Task details:
The answer must consist of the records, repeated exactly.

Material for the task:
━━━━━━━━━━
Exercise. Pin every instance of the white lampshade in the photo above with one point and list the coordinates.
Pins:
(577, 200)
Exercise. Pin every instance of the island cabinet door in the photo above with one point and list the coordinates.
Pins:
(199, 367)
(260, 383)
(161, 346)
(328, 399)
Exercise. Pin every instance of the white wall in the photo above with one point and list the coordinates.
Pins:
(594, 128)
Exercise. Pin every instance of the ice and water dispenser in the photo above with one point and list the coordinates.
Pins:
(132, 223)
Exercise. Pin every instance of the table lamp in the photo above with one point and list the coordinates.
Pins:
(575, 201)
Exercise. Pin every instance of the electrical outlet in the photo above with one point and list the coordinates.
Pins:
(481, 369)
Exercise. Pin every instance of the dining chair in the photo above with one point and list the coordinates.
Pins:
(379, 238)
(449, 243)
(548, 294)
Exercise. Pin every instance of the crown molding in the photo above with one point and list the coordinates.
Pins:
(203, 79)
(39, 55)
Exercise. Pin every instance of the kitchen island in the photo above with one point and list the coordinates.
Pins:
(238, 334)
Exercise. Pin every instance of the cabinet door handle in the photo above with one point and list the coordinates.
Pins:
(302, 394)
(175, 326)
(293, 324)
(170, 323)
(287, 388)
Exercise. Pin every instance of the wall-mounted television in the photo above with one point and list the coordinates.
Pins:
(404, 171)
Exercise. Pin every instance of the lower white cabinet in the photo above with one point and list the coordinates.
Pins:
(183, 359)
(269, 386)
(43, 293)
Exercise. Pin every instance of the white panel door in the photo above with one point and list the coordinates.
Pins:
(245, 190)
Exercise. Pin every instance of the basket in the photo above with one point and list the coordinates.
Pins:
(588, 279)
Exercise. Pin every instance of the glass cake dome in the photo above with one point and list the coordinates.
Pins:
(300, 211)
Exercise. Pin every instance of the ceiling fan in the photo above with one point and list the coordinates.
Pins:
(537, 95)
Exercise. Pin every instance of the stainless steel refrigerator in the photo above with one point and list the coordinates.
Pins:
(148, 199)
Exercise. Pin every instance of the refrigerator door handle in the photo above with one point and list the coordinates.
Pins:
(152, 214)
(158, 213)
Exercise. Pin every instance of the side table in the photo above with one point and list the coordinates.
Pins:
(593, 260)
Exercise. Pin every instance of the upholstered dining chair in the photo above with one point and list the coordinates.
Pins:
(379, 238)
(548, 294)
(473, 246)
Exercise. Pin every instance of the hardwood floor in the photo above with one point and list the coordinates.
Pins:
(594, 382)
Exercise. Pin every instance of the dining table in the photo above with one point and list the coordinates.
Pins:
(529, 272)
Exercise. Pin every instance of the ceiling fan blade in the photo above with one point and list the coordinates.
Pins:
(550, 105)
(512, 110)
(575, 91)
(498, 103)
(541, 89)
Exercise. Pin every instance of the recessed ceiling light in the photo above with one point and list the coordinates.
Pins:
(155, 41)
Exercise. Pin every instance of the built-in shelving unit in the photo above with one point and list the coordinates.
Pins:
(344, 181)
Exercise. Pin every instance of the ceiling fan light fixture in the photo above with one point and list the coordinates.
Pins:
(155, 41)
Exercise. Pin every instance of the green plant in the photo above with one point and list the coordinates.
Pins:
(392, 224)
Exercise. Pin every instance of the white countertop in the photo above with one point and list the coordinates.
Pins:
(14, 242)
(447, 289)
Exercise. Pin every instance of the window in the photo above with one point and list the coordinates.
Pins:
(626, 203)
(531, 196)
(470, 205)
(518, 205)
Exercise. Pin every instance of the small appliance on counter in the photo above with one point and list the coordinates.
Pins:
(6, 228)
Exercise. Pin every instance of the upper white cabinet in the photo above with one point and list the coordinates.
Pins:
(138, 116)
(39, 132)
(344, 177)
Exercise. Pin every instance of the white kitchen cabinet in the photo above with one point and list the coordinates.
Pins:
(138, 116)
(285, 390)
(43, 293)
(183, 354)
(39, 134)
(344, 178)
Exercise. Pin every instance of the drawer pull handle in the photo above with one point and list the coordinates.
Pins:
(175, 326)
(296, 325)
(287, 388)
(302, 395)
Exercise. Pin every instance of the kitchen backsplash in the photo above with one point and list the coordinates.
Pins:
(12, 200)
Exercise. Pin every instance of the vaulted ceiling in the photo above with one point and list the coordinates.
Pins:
━━━━━━━━━━
Exercise answer:
Exercise. Pin every instance of the white lampshade in the photo above with one point and list the coordinates.
Pins:
(577, 200)
Exercise. Pin every instance of the island cabinet door in the photo above with one point and list the coordinates.
Pins:
(199, 367)
(260, 383)
(161, 346)
(328, 399)
Exercise. Pin every instance of the white wall in the photo above with one point and list the coordinates.
Pins:
(594, 128)
Exercise. Pin every instance of the ice and water dispenser in the photo above with one point and list the coordinates.
Pins:
(132, 223)
Exercise. Pin every instance of the table lamp in the photo above with one point and list the coordinates.
Pins:
(575, 201)
Exercise. Pin every instance of the electrical outlet in the photo above with one point and list the coordinates.
Pins:
(481, 369)
Exercise. Pin every instance of the dining chair in the photo above with one point and list the coordinates.
Pins:
(379, 238)
(449, 243)
(548, 294)
Exercise. Pin every instance of the crown molding in the photo above with one point and list the coordinates.
Pins:
(203, 79)
(39, 55)
Exercise. Pin every instance of the kitchen island in the photo above with one point and list the coordinates.
Pins:
(238, 334)
Exercise. Pin every instance of the cabinet door handle in the photo above with one point and list the coordinates.
Pins:
(302, 394)
(175, 326)
(293, 324)
(170, 323)
(287, 388)
Exercise. Pin every instance of the wall-mounted television in the photo above with one point and list the coordinates.
Pins:
(404, 171)
Exercise. Pin every instance of the lower white cabinet in the photo above with one point and list the coordinates.
Pins:
(183, 359)
(269, 386)
(43, 293)
Exercise. Pin every instance of the white panel door in the photo above with one point and list the coordinates.
Pins:
(245, 190)
Exercise. Pin every instance of the basket in the photo above with one point and list the coordinates.
Pins:
(588, 279)
Exercise. Pin every instance of the glass cake dome in the photo above with one point and list the coordinates.
Pins:
(300, 211)
Exercise. Pin every instance of the ceiling fan in the photo above with one point and list the coordinates.
Pins:
(537, 95)
Exercise. Pin every instance of the stainless steel refrigerator in the photo above with one point and list the coordinates.
Pins:
(148, 199)
Exercise. Pin every instance of the refrigerator door handle in the photo above with one point and list the coordinates.
Pins:
(152, 214)
(158, 213)
Exercise. Pin every instance of the side table in the photo above with one point and list the coordinates.
Pins:
(593, 260)
Exercise. Pin every instance of the upholstered dining chair in the photo above with one point and list the coordinates.
Pins:
(379, 238)
(548, 294)
(473, 246)
Exercise. Pin every instance of the hardwood floor in the photo above with one point and list the coordinates.
Pins:
(594, 382)
Exercise. Pin every instance of the dining table in the photo above with one point and list the coordinates.
Pins:
(529, 272)
Exercise. Pin every instance of the ceiling fan blade in the photo above with one point and list the coordinates.
Pins:
(550, 105)
(512, 110)
(575, 91)
(498, 103)
(541, 89)
Exercise. Pin every instance of the recessed ceiling light in the photo above with one point and list the coordinates.
Pins:
(155, 41)
Exercise. Pin every instance of the built-in shelving unit in the photo above with one point and list the coordinates.
Pins:
(344, 181)
Exercise. Pin every instance of the ceiling fan light fixture in the photo above with one point and list the coordinates.
Pins:
(155, 41)
Exercise. Pin every instance of the green plant in the photo above with one point and list the coordinates.
Pins:
(392, 224)
Exercise. Pin every instance of the white countertop in the photo above with one point and list the coordinates.
Pins:
(14, 242)
(447, 289)
Exercise. Pin every instance of the window in the photo above with one point and list the coordinates.
Pins:
(626, 203)
(531, 196)
(470, 205)
(518, 205)
Exercise. Pin every instance of the small appliance on counter in the photo above with one point and list the coordinates.
Pins:
(6, 228)
Exercise. Pin every instance of the upper white cabinet in the photo above with one point and list the coordinates.
Pins:
(138, 116)
(39, 132)
(344, 177)
Exercise. Pin every instance of the white kitchen cabinet in the photo above with one point and list the coordinates.
Pins:
(138, 116)
(285, 390)
(43, 293)
(183, 354)
(39, 134)
(344, 178)
Exercise. Pin every instance of the drawer pull handle in the photo above with one point and list the coordinates.
Pins:
(175, 326)
(296, 325)
(287, 388)
(302, 395)
Exercise. Pin every instance of the kitchen backsplash in the photo above with one point and list the coordinates.
Pins:
(12, 200)
Exercise. Pin every instance of the vaulted ceiling in the photo above with one point and list the coordinates.
Pins:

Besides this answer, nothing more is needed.